Al-Hamdulillah,
segala puji bagi Allah. Shalawat dan salam semoga tersampaikan kepada
Rasulullah Shallallahu 'Alaihi Wasallam, keluarga dan para sahabatnya.
Menghukumi halal dan
haram terhadap suatu perkara harus memiliki landasan dalilnya, karena hak
menetapkannya adalah milik Allah Subhanahu wa Ta'ala. Seseorang tidak boleh
menetapkan syariat perintah, larangan, halal, dan haram semaunya sendiri.
Sementara tidak kami temukan hukum khusus berkaitan dengan pertanyaan yang
saudari ajukan. Maksudnya pertanyaan saudari bukan perkara yang diatur oleh
syariat secara rinci, artinya tidak ada hukum khusus berkaitan dengan,
"Dosakah, kalau seorang anak yang celana dalamnya masih dicucikan oleh ibu
kandungnya?"
Rasulullah
Shallallahu 'Alaihi Wasallam bersabda, "Dan Dia mendiamkan beberapa perkara sebagai rahmat untuk kalian, bukan
karena lupa, karenanya janganlah bertanya-tanya tentangnya." (HR.
Daaruquthni dan selainnya, dinyatakan hasan oleh Al-Hafidz Ibnu Rajab dalam
Jami' al-Ulum)
Imam al-Hakim
meriwayatkan dengan sanad shahih, dari hadits Abu Darda', dari Nabi Shallallahu
'Alaihi Wasallam, beliau bersabda:
"Apa
yang Allah halalkan dalam kitab-NYa maka ia halal, dan apa yang Dia haramkan
maka itu haram. Semenatar yang Dia diamkan maka itu dimaafkan (keringanan),
maka terimalah keringanan dari Allah itu, karena sesungguhnya Allah tidak lupa
terhadap sesuatu apapun." Kemudian
beliau membaca ayat, "Dan tidaklah Tuhanmu lupa." (QS. Maryam: 64)

_Soal Tertulis_.
Berikan kembali tanpa perubahan bagian teks tentang hukum halal dan haram, mulai dari "Menghukumi halal dan" sampai "Jami' al-Ulum)".

_Kutipan Data_.
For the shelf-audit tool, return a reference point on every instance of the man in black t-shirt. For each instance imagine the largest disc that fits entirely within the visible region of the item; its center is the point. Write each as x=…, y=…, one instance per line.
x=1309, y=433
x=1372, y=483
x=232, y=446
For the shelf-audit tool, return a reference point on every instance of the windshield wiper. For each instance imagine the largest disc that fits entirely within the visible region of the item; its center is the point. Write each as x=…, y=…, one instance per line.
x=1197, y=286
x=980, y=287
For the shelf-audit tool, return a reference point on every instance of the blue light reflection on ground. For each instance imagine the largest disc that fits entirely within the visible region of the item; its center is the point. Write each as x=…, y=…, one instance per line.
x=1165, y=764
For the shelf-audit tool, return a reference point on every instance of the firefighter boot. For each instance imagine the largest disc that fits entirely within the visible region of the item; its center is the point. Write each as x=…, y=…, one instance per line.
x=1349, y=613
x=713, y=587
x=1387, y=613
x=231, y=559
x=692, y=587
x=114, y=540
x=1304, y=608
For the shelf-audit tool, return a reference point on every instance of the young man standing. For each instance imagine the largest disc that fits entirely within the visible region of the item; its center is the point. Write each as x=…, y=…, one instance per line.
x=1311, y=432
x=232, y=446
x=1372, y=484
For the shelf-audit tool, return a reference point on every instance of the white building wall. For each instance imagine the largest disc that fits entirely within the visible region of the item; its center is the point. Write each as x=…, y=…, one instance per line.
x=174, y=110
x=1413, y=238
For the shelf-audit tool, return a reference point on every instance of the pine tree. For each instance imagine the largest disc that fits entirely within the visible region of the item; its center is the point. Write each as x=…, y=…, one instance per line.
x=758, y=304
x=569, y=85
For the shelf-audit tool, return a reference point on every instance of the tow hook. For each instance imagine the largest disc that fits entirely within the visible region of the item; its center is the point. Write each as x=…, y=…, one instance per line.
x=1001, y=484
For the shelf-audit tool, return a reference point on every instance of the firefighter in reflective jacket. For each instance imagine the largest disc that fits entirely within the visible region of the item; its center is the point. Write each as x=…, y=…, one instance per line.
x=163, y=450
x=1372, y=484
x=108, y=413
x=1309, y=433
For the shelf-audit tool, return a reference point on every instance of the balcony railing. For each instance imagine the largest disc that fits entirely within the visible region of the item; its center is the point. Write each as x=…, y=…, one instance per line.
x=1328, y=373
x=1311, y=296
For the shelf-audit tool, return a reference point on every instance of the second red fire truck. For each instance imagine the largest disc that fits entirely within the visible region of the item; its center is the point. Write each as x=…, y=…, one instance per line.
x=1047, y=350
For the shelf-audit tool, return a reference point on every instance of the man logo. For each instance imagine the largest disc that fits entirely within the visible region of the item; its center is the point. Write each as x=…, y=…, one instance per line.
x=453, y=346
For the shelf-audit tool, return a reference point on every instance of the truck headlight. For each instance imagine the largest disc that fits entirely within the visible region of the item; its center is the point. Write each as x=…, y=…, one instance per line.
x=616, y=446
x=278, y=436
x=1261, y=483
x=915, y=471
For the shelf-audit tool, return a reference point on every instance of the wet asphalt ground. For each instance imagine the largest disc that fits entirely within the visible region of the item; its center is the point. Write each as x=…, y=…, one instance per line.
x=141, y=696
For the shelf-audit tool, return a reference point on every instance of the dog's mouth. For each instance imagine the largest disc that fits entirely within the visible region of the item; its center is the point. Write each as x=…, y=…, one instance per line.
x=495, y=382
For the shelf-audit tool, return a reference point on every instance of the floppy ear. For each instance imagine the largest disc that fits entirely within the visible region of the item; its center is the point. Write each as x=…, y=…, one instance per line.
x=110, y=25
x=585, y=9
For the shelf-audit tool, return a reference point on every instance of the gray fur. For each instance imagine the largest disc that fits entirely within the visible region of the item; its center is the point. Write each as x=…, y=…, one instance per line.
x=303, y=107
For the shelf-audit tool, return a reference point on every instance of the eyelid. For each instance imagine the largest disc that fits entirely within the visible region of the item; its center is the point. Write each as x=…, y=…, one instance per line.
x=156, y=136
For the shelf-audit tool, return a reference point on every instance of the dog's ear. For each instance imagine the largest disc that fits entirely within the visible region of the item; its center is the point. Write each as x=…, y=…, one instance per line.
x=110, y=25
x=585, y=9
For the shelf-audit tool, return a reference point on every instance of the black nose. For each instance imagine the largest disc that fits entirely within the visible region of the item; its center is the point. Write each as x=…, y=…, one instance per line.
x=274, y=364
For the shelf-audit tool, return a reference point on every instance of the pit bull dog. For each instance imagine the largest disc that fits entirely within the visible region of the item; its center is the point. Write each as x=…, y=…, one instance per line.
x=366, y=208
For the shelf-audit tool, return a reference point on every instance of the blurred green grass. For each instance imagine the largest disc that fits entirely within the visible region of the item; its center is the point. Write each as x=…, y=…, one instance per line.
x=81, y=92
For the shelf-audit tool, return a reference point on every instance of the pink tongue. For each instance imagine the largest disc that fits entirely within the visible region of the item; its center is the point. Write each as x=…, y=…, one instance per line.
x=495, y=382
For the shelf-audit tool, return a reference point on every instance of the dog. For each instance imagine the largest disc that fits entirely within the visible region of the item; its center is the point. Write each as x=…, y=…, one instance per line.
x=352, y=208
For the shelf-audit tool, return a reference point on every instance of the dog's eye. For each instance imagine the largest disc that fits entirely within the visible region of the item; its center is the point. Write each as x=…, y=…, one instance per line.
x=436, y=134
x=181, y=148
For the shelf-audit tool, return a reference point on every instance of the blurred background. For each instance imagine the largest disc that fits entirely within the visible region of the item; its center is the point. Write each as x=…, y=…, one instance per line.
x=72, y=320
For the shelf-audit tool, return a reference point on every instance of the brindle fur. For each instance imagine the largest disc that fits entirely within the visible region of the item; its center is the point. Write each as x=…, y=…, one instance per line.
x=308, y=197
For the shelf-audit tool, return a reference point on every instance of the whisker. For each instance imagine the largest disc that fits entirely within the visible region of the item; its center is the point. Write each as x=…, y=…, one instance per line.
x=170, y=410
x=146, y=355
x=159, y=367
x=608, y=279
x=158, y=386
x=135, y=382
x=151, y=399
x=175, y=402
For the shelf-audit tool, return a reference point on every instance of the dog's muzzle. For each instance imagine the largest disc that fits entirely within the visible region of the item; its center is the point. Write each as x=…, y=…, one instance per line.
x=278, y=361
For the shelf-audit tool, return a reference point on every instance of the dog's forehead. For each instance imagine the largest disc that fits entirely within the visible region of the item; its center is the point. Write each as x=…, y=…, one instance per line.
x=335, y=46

_Latihan Selesai_.
Menghukumi halal dan
haram terhadap suatu perkara harus memiliki landasan dalilnya, karena hak
menetapkannya adalah milik Allah Subhanahu wa Ta'ala. Seseorang tidak boleh
menetapkan syariat perintah, larangan, halal, dan haram semaunya sendiri.
Sementara tidak kami temukan hukum khusus berkaitan dengan pertanyaan yang
saudari ajukan. Maksudnya pertanyaan saudari bukan perkara yang diatur oleh
syariat secara rinci, artinya tidak ada hukum khusus berkaitan dengan,
"Dosakah, kalau seorang anak yang celana dalamnya masih dicucikan oleh ibu
kandungnya?"
Rasulullah
Shallallahu 'Alaihi Wasallam bersabda, "Dan Dia mendiamkan beberapa perkara sebagai rahmat untuk kalian, bukan
karena lupa, karenanya janganlah bertanya-tanya tentangnya." (HR.
Daaruquthni dan selainnya, dinyatakan hasan oleh Al-Hafidz Ibnu Rajab dalam
Jami' al-Ulum)